» **Given passage**
════════════════════

When next you find yourself in conversation with an Air Vice-Marshal (it happens more often than you might think), do not on any account refer to “drones” and their use in modern warfare.

Ignore this advice and you could end up on the receiving end of some weapons-grade sarcasm, as witnessed in Vigil (BBC1, Sunday-Tuesday).

“They are never drones. That’s what you fly down the park,”

Air Vice-Marshal Marcus Grainger (Dougray Scott) tells DCI Amy Silva (Suranne Jones). Silva has been called in to investigate a suspected terror attack at a military base.

The correct term for a drone, of course, is an RPAS, or remotely piloted aircraft system. Yes, the military crime drama from the makers of Line of Duty is back for a second series with its love of jargon and cliffhanger endings intact.

════════════════════

» **Supplied records**

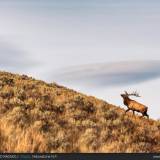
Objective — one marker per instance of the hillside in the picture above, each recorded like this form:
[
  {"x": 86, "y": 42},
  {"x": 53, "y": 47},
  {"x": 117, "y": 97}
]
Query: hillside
[{"x": 40, "y": 117}]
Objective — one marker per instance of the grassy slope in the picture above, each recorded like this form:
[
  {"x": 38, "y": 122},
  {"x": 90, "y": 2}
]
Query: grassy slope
[{"x": 40, "y": 117}]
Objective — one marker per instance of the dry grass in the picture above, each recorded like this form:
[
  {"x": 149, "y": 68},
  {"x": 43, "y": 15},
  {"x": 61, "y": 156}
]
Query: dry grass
[{"x": 40, "y": 117}]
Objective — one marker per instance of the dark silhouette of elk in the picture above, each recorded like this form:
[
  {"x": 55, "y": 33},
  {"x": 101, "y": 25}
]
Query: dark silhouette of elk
[{"x": 133, "y": 105}]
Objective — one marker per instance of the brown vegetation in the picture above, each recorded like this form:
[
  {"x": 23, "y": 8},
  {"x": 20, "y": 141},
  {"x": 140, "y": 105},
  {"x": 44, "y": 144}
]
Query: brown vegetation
[{"x": 40, "y": 117}]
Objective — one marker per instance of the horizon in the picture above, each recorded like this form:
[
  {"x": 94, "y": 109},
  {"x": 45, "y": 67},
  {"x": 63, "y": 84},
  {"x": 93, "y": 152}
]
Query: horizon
[{"x": 45, "y": 39}]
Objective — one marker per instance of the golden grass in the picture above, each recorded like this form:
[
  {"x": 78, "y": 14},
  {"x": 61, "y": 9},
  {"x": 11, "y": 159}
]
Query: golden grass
[{"x": 40, "y": 117}]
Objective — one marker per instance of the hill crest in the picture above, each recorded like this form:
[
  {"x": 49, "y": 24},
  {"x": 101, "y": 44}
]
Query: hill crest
[{"x": 40, "y": 117}]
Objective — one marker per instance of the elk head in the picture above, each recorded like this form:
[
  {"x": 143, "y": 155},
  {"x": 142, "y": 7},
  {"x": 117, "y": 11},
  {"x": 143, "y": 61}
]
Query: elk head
[{"x": 126, "y": 94}]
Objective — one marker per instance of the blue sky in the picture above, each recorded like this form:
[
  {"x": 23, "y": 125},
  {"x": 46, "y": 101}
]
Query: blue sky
[{"x": 45, "y": 38}]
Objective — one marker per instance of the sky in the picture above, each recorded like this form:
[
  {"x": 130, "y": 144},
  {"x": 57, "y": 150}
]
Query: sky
[{"x": 98, "y": 47}]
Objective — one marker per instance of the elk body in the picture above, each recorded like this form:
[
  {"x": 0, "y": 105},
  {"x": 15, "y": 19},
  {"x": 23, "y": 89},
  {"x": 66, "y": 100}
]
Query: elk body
[{"x": 133, "y": 105}]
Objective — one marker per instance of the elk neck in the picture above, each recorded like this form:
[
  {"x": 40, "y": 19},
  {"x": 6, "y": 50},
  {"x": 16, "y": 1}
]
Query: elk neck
[{"x": 126, "y": 100}]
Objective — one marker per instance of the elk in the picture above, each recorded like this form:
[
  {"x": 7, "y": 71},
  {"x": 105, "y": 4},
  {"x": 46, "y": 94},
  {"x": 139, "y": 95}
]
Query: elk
[{"x": 133, "y": 105}]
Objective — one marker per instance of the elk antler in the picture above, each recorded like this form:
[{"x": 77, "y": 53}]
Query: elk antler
[{"x": 132, "y": 94}]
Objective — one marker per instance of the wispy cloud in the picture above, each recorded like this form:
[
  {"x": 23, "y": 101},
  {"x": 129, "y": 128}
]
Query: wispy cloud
[
  {"x": 109, "y": 74},
  {"x": 14, "y": 59}
]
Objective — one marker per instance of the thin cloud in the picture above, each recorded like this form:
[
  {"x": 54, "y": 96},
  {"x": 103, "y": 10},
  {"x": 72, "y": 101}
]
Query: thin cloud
[
  {"x": 110, "y": 74},
  {"x": 13, "y": 59}
]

════════════════════

» **The tasks**
1. Which personal names, of both characters and actors, appear in the Vigil review?
2. Extract the passage of the Vigil review starting at "When next you" and ending at "in modern warfare.".

» **Answers for the tasks**
1. Marcus Grainger, Dougray Scott, Amy Silva, Suranne Jones

2.
When next you find yourself in conversation with an Air Vice-Marshal (it happens more often than you might think), do not on any account refer to “drones” and their use in modern warfare.